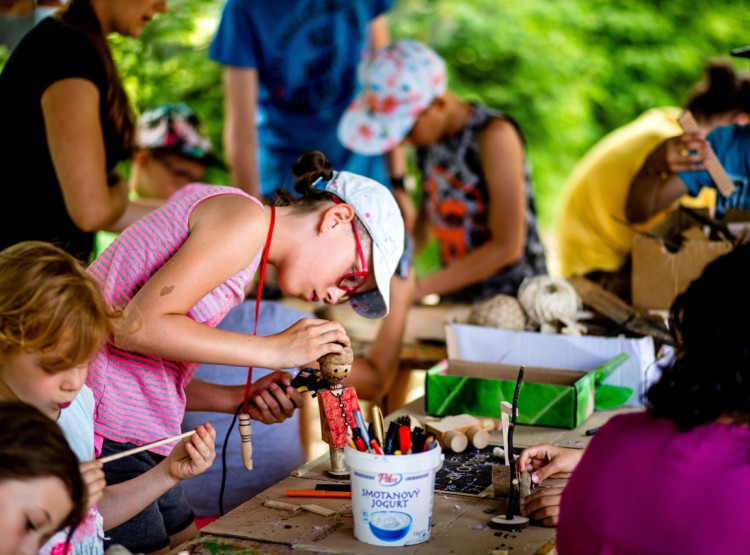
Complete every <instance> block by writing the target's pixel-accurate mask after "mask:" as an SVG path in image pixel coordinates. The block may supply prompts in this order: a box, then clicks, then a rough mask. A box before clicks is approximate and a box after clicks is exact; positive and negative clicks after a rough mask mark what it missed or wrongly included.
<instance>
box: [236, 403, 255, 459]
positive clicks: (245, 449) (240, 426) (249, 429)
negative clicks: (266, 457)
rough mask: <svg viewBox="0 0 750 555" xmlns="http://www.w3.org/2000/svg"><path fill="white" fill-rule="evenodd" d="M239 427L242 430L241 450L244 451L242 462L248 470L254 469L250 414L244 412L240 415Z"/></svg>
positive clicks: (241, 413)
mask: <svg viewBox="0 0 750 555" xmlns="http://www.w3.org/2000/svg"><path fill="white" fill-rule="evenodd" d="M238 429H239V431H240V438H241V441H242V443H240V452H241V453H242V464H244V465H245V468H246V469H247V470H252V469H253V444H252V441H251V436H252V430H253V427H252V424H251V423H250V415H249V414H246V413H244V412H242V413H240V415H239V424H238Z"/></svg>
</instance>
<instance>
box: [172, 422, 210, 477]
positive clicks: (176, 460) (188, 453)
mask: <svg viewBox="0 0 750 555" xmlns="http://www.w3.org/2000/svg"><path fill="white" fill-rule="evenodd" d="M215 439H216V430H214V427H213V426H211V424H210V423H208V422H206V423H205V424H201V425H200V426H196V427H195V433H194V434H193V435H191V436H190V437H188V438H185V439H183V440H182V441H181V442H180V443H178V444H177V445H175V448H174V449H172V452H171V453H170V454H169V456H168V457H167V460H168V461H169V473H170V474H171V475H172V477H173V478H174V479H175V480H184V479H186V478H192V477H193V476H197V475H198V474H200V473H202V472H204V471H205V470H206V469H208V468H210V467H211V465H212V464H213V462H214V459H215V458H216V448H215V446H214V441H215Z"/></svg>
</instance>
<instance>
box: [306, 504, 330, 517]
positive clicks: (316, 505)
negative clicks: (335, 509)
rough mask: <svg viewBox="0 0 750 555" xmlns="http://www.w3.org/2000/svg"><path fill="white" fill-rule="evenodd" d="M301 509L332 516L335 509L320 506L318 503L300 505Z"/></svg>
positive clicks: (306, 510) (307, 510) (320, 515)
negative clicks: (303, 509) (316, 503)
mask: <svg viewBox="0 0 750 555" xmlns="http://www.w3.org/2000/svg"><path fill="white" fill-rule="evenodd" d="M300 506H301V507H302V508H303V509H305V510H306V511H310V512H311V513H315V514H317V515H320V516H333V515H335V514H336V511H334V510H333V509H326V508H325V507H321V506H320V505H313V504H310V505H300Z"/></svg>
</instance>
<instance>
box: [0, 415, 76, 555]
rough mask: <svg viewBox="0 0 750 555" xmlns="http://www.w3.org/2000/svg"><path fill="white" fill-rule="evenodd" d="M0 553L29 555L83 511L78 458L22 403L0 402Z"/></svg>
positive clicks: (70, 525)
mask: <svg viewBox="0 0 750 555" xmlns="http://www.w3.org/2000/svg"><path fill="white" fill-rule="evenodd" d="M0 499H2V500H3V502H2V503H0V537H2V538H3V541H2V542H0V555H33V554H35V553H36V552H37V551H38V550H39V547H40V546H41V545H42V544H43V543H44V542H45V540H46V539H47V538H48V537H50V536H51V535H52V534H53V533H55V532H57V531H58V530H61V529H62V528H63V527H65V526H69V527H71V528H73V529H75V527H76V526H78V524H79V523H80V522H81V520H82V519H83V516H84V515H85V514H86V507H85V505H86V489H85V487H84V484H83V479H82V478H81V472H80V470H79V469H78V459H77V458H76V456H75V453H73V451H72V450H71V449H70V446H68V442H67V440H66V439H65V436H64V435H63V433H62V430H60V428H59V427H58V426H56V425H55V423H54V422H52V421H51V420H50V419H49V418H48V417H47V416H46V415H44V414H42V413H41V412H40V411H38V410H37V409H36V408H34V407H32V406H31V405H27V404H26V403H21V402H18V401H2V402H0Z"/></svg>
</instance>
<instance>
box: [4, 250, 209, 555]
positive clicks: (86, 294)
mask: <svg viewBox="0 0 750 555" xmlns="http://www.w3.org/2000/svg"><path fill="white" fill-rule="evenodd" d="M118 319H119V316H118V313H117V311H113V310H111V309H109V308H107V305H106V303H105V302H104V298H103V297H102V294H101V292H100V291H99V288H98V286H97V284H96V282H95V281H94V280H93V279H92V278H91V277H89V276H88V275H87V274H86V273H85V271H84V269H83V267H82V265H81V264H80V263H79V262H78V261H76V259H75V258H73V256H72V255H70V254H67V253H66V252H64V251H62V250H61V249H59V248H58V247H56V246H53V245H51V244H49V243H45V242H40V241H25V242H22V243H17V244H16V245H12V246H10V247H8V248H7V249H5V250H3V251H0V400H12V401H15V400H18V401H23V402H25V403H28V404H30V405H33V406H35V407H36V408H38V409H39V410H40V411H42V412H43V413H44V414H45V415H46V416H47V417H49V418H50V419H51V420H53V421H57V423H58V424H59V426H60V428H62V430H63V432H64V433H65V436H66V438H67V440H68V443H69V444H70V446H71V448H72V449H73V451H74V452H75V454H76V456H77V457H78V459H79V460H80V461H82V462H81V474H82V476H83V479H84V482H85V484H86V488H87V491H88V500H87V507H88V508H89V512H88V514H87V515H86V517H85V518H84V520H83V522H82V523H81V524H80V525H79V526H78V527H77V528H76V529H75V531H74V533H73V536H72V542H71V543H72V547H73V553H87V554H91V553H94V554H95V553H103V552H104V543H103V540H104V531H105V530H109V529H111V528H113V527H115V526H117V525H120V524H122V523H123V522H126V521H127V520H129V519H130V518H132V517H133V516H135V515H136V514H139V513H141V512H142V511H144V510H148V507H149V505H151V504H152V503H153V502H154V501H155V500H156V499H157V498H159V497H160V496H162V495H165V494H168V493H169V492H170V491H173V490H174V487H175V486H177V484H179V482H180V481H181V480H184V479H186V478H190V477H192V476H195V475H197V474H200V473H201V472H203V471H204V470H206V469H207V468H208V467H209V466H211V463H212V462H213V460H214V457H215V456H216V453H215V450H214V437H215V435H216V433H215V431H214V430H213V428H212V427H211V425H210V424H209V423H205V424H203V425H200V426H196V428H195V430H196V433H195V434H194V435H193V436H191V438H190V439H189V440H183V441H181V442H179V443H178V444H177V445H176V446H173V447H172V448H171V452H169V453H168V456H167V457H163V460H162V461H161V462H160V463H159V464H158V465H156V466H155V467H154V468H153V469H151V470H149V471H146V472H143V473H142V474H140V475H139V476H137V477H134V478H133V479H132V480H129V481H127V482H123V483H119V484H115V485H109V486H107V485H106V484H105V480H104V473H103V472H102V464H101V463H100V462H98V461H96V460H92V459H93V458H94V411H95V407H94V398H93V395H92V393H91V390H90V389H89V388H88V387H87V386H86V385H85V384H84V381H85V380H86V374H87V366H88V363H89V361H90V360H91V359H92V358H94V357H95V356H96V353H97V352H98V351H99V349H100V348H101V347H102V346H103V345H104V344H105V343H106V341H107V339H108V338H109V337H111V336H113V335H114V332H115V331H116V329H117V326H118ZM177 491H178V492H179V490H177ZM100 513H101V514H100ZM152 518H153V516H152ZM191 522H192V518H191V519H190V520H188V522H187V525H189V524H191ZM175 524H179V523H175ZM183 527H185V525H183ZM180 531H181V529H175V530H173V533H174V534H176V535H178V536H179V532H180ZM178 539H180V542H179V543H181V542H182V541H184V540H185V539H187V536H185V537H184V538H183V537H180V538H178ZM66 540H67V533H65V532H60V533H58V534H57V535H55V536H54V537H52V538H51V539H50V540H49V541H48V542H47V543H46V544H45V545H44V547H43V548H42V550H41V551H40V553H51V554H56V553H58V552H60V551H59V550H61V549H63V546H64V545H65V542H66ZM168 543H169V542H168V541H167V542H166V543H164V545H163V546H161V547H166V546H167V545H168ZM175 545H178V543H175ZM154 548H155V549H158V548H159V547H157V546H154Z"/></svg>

—————

**What to work on:** Please output exactly the lines of the data above, from its first line through the line with "box: [236, 403, 255, 459]", and nothing else; drop the pictures.

**Your response:**
Complete every <instance> block by writing the target's pixel-accurate mask after "mask:" as an SVG path in image pixel coordinates. The block may supply prompts in this order: a box, then clicks, then a rough mask. A box before clicks is approximate and a box after clicks is exact; positive and negative clicks after a rough mask mark what it missed or wrongly included.
<instance>
box: [236, 403, 255, 459]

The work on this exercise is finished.